So I went to an engagement party two weeks ago. I anticipated it quite a lot, as it's the first 'adult' social event I've gone to where I've thought "hmm... let's actually try to have fun" :P Though I can't remember exactly when or where I saw this, someone on seddit advised that people keep logs on their social outings, so I've decided to do that. Not that I'll post them all here, but I want to keep a record of what I did right, what I did wrong, and what I can do in the future to not do the wrong things again.
POSITIVES
Conversed with family, more than usual
I talked more at this outing than I usually do. I was certainly more open to conversation, and more responsive when spoken to. I certainly could have been a little more talkative than I was, but this was an improvement, most certainly.
Did not feel uncomfortable with not having dinner or not being too conversational
Strangely enough, I didn't feel weird about not eating or not being as talkative as everyone else. Granted, most of these people know I don't eat properly anyway, but not everyone at the table knew, and I didn't care about what they thought. I wasn't asked about it any more than once, and I just said I ate before I came (which I actually did; I'm usually lying when I say that :P). There was also a pile of funsize chocolates in the middle of each table, meaning I could still eat a little bit in the company of other guests. After dinner, cos I was sitting with people my age, they talked about TV shows and other stuff which I wasn't interested in, making it hard to engage. But I simply listened as much as I could, rather than bowing my head and playing on my phone. Speaking of my phone...
Kept hands off phone for far longer than usual (and far longer than everyone else at my table)
Though I'm usually the first to whip my phone out (and never for any genuine reason, like getting a call or a text), I was the last person on my table to take my phone out. Theirs sat beside their plates; mine sat in my pocket. I did eventually take it out, but it was a long time before that happened. I just listened to the conversation, as uninteresting as it was (football and Big Brother can both fuck off and die plz).
Did not care about my teetotalism
I was the only one at my table (and probably the whole party) not drinking alcohol. But so what? Am I supposed to give a fuck or something? No one else gave a fuck, and even if they did, why should I? No concern whatsoever on my part :)
NEGATIVES
Didn't initiate conversation much
As much as I responded to being spoken to, and as much as I listened to the conversation around me, I wasn't exactly making my own conversation. I'm not to worried about that shortcoming, though. For starters, everyone at my table was super-different to me in terms of interests. They all liked sport, and I didn't. They talked about TV shows I had no interest in. We didn't have much in common, so I doubt there was anything I could have said to captivate their interests. Fuck, when they were talking about Big Brother, they kept saying it was a shit show but they watched it anyway--the cynic in me was having a fit. So many responses I rightfully kept to myself :P
Did not wish to dance
This was probably the biggest failure of the night for me. I'm here with family, people I should be (and, for the most part, was) comfortable with--but I didn't dance. I didn't want to dance. I wanted to feel like dancing, but I didn't want to actually get up and go over there. Maybe if there'd been some girls there my age who were dancing (who weren't my cousins, or my tipsy mother :P), I would have had some incentive to dance :P But, alas, I didn't dance at all. This is also where the phone came out. I didn't feel uncomfortable with the phone, not at all; I felt fine sitting there playing Minesweeper and Sudoku. But I'd be a fool to deny that dancing would have been the better option in the long term, if only for the experiential gains I would have made.

* **Record extracts**:

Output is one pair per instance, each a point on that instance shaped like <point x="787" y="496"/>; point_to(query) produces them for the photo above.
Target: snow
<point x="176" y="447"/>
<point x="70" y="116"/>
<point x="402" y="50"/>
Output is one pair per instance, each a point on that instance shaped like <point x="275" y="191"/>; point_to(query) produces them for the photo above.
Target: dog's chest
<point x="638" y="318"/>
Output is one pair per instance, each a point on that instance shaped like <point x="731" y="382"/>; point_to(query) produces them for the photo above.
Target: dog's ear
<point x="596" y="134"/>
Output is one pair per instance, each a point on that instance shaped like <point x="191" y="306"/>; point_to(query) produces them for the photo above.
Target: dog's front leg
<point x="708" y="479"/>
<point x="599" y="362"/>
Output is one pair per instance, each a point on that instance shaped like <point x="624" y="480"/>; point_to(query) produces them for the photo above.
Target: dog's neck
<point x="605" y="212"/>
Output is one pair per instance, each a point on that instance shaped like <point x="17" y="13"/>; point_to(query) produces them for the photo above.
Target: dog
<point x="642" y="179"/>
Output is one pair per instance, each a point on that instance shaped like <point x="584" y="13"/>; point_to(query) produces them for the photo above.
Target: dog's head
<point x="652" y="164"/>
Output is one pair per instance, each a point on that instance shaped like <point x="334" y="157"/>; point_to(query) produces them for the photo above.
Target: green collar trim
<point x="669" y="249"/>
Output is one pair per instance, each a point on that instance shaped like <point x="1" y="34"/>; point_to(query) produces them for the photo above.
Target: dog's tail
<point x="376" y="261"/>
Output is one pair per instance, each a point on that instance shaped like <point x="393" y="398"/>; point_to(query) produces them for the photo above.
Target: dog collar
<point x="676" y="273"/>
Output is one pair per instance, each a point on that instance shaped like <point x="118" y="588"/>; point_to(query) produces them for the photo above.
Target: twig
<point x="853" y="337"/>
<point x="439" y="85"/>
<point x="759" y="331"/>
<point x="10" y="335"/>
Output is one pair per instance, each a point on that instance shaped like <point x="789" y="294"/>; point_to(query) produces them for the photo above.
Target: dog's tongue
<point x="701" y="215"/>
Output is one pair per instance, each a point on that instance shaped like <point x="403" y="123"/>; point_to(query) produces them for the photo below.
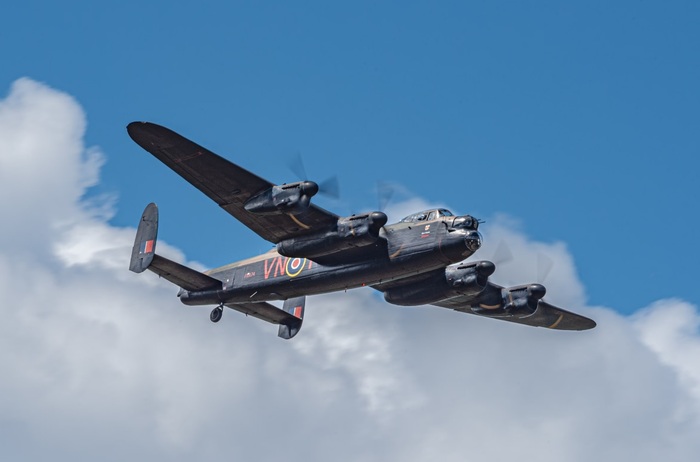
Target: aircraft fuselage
<point x="408" y="249"/>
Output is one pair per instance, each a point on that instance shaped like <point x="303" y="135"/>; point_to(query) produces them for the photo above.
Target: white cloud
<point x="99" y="363"/>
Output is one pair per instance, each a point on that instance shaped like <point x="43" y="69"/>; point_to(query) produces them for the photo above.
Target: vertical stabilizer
<point x="295" y="307"/>
<point x="145" y="243"/>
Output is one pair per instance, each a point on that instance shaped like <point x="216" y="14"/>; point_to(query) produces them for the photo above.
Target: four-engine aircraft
<point x="417" y="261"/>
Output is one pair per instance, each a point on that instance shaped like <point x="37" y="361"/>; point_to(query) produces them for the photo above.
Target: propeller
<point x="329" y="187"/>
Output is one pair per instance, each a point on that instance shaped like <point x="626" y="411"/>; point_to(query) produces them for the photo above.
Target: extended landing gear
<point x="216" y="313"/>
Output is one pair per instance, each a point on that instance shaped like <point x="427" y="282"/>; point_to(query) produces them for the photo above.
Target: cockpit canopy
<point x="427" y="215"/>
<point x="463" y="221"/>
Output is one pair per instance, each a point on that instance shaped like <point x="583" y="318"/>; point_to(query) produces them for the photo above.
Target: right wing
<point x="226" y="183"/>
<point x="545" y="315"/>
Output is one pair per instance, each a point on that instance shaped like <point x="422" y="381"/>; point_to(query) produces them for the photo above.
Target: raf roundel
<point x="294" y="266"/>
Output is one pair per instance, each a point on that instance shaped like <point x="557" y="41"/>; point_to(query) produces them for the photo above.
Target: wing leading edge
<point x="226" y="183"/>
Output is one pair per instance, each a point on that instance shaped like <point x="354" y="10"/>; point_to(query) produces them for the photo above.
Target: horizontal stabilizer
<point x="289" y="317"/>
<point x="181" y="275"/>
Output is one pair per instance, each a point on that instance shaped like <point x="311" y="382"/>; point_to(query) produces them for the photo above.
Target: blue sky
<point x="578" y="120"/>
<point x="570" y="128"/>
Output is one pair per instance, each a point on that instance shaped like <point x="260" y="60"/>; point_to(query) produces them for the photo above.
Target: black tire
<point x="216" y="314"/>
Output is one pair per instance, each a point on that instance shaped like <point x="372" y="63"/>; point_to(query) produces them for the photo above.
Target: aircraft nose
<point x="473" y="240"/>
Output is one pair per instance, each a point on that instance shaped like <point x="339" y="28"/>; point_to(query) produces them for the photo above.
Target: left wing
<point x="226" y="183"/>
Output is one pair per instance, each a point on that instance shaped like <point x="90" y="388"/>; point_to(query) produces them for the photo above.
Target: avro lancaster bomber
<point x="418" y="261"/>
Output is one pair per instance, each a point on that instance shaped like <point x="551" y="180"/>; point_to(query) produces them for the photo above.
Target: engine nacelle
<point x="516" y="301"/>
<point x="291" y="198"/>
<point x="465" y="279"/>
<point x="523" y="300"/>
<point x="350" y="232"/>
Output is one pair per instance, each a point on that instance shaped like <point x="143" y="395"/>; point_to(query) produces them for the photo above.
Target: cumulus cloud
<point x="99" y="363"/>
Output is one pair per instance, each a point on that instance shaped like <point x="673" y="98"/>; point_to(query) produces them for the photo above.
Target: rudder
<point x="145" y="243"/>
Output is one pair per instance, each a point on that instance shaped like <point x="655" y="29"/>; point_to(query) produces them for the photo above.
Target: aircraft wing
<point x="489" y="303"/>
<point x="226" y="183"/>
<point x="546" y="315"/>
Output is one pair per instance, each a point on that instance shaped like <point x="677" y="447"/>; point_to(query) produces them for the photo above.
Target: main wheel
<point x="216" y="314"/>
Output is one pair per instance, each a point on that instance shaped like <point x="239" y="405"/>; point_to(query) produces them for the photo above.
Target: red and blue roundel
<point x="294" y="266"/>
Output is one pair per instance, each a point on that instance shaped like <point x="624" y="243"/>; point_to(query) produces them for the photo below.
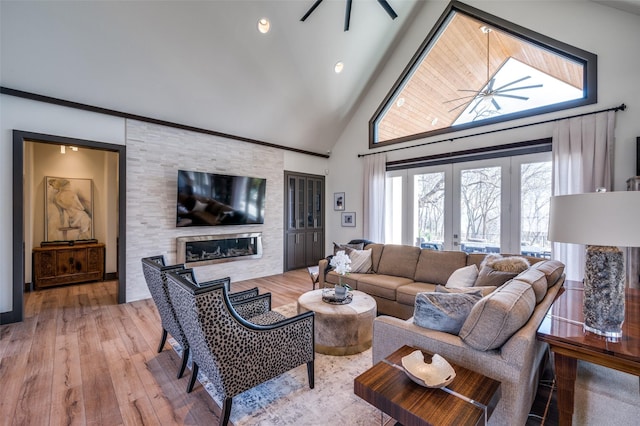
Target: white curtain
<point x="582" y="162"/>
<point x="375" y="168"/>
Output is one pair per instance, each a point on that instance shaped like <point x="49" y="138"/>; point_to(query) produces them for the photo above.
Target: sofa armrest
<point x="390" y="333"/>
<point x="322" y="268"/>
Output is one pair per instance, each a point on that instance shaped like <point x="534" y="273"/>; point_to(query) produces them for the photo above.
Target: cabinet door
<point x="295" y="251"/>
<point x="314" y="203"/>
<point x="72" y="261"/>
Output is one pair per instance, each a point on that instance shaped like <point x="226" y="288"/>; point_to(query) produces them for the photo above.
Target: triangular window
<point x="475" y="69"/>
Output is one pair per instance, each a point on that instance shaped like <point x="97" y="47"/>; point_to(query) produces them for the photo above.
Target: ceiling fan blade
<point x="387" y="7"/>
<point x="310" y="11"/>
<point x="512" y="83"/>
<point x="523" y="98"/>
<point x="457" y="99"/>
<point x="533" y="86"/>
<point x="461" y="105"/>
<point x="347" y="15"/>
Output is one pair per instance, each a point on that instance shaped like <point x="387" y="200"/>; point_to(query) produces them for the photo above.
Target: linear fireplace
<point x="207" y="249"/>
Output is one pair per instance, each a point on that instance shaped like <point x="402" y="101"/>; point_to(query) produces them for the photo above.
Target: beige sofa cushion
<point x="484" y="290"/>
<point x="463" y="277"/>
<point x="495" y="318"/>
<point x="399" y="260"/>
<point x="376" y="254"/>
<point x="537" y="280"/>
<point x="437" y="266"/>
<point x="383" y="286"/>
<point x="490" y="277"/>
<point x="552" y="269"/>
<point x="406" y="294"/>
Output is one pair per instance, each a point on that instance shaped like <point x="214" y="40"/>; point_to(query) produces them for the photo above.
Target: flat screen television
<point x="209" y="199"/>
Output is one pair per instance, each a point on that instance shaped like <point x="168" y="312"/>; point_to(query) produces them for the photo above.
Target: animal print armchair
<point x="237" y="354"/>
<point x="155" y="271"/>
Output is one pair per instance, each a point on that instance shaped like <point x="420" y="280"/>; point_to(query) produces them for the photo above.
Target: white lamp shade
<point x="596" y="218"/>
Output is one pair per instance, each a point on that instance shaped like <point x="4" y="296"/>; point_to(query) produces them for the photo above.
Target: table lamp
<point x="603" y="221"/>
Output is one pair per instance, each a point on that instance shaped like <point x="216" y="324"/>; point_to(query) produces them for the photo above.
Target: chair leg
<point x="163" y="340"/>
<point x="226" y="411"/>
<point x="185" y="358"/>
<point x="194" y="377"/>
<point x="310" y="374"/>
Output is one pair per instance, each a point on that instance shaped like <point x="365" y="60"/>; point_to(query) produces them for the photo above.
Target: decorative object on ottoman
<point x="603" y="221"/>
<point x="435" y="375"/>
<point x="341" y="262"/>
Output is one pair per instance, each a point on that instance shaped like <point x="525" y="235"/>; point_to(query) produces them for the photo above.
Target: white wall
<point x="607" y="32"/>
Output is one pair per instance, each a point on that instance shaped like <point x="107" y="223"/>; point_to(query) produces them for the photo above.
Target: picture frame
<point x="338" y="201"/>
<point x="349" y="219"/>
<point x="68" y="209"/>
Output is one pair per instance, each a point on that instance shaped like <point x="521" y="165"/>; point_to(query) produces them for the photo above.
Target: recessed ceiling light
<point x="264" y="25"/>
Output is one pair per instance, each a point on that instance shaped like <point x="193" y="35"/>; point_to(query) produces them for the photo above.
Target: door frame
<point x="19" y="139"/>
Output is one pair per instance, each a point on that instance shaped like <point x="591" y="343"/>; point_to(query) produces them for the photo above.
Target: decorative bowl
<point x="435" y="375"/>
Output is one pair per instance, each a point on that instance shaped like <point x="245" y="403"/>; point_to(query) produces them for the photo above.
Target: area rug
<point x="288" y="400"/>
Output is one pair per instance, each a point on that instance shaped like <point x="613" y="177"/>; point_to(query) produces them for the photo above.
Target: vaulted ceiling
<point x="204" y="64"/>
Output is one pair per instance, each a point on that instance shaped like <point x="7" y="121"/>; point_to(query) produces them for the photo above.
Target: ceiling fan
<point x="347" y="16"/>
<point x="486" y="97"/>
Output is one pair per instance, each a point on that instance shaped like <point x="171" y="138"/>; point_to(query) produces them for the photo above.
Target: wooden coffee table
<point x="468" y="400"/>
<point x="563" y="329"/>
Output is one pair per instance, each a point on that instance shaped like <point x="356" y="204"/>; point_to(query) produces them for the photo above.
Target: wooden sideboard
<point x="67" y="264"/>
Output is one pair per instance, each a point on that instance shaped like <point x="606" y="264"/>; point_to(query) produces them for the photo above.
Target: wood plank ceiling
<point x="458" y="61"/>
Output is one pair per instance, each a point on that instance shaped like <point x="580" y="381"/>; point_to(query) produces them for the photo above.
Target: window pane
<point x="393" y="211"/>
<point x="429" y="210"/>
<point x="480" y="197"/>
<point x="534" y="208"/>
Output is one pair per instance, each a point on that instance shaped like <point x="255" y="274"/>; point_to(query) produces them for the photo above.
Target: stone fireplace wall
<point x="154" y="155"/>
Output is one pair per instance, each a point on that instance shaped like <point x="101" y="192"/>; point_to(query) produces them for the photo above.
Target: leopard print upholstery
<point x="237" y="355"/>
<point x="155" y="273"/>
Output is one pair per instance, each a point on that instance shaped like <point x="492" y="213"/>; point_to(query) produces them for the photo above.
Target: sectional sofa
<point x="497" y="339"/>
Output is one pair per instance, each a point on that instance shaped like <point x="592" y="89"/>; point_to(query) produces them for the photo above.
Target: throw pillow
<point x="495" y="318"/>
<point x="552" y="269"/>
<point x="443" y="311"/>
<point x="537" y="280"/>
<point x="463" y="277"/>
<point x="343" y="247"/>
<point x="360" y="260"/>
<point x="483" y="290"/>
<point x="515" y="264"/>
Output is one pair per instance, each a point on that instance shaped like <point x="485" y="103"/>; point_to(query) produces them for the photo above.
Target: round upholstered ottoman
<point x="340" y="329"/>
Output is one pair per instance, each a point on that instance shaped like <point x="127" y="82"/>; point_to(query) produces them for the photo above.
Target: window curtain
<point x="375" y="168"/>
<point x="582" y="150"/>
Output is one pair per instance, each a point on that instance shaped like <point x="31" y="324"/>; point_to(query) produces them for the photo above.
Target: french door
<point x="494" y="205"/>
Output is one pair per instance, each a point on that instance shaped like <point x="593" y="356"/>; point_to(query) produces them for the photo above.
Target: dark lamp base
<point x="604" y="291"/>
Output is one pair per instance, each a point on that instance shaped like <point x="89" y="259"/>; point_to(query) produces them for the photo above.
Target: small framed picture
<point x="348" y="219"/>
<point x="338" y="200"/>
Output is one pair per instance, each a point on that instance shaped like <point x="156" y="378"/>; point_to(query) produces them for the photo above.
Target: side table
<point x="563" y="330"/>
<point x="468" y="400"/>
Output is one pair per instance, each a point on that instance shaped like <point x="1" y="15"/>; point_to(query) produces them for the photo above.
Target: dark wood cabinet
<point x="304" y="220"/>
<point x="67" y="264"/>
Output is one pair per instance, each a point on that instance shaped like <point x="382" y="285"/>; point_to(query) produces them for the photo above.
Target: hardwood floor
<point x="79" y="358"/>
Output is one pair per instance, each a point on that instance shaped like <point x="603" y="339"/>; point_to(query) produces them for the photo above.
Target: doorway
<point x="20" y="232"/>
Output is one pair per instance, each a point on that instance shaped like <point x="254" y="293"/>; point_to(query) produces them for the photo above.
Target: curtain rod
<point x="621" y="107"/>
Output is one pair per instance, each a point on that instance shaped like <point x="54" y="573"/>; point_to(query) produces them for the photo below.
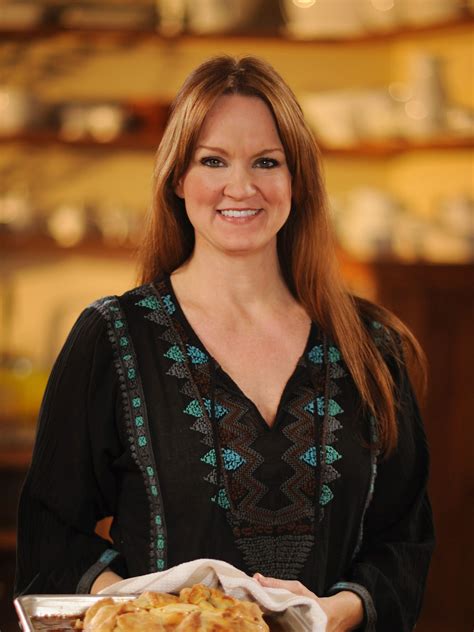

* **Problem statement**: Please extend the engagement party log above, picking up right after its last sentence and keeping the same voice.

* **The answer**:
I think there were two problems here that caused this (apart from the whole '0% chance of sexy times' thing :P). First off, where I was sitting at the table, I faced away from the dance floor rather than towards it. I looked over my shoulder a few times to see what was going on, but didn't really turn around that often. If I ever go to another event with a dance floor, I need to face it so I can see what (and who) I'm missing.
Visualised people in my head being sexual
When I was playing on my phone, the first 30 minutes or so were pretty cool; the puzzles were making me quite smiley. But eventually, for some reason, images came into my head of people feeling each other up, kissing, fucking each other. While it sounds like sexual frustration (it isn't... >.>), it's more that I was thinking this to be what should have been happening to me at this event. It was a side effect of me not dancing: my brain went "hey, if you went up there and danced, a girl might suck your dick. Think about that for a second." Maybe I don't want to think about that for a second :P There were no women there my age, and even if there were, the chances of me getting that far were slim-to-nil for a wide variety of reasons.
The fact of the matter is my phone can only distract me for so long. After a while, it loses its ability to do so, especially when more social alternatives make themselves available. The only way to deal with this is to engage in something that actually takes my mind off that stuff--or, engage in activity that makes the sexy scenarios possible in the first place such that they act as an incentive rather than an annoyance. I'm not gonna care about visualising a blowjob when one's happening to me right there and then, am I?
Lips were dry towards end; was also tired long before everyone else
My bottom lip was dry as fuck towards the end, and all I wanted to do was go home and put Vaseline on the bastard so it didn't hurt. While it sounds like nothing, it was affecting my mood quite a bit. I mean, let's say there was some hot chick on the dance floor: would I have wanted to dance with her if my lip was starting to crust up? Of course not! What if she wanted to kiss me? What if that actually happened? Would I have let myself get that far, only to be thwarted by some goddamn lip-burn? Not a chance. Next time, Vaseline will be applied before I leave. I will not be held responsible for dry-lipped smooching. The cunnilingus will not be uncomfortable because of my lips. The sex I'll be incredibly lucky to have will only happen if the entire body is on board, goddamnit >.<
I was also getting tired quite a while before we left. We did stay until, like, 1:30 am, so it's not like this is totally unreasonable, but I didn't eat much before we left (a box of breadsticks isn't exactly long-lasting energy), so I was running on empty towards the end. I basically need to eat more before i go out, like, I dunno... two boxes of breadsticks :P
Given my only real goal was to be comfortable, I succeeded for the most part. There were a few moments of mild discomfort, and they were quite short. This was a family thing, so it was easier for me to be comfortable here than it would be at a party with strangers, but this was still an improvement over the usually 'bored shitless' attitude I normally have at these things.
So, goal for next outing: four hook-ups in one night. Seems like the next step :)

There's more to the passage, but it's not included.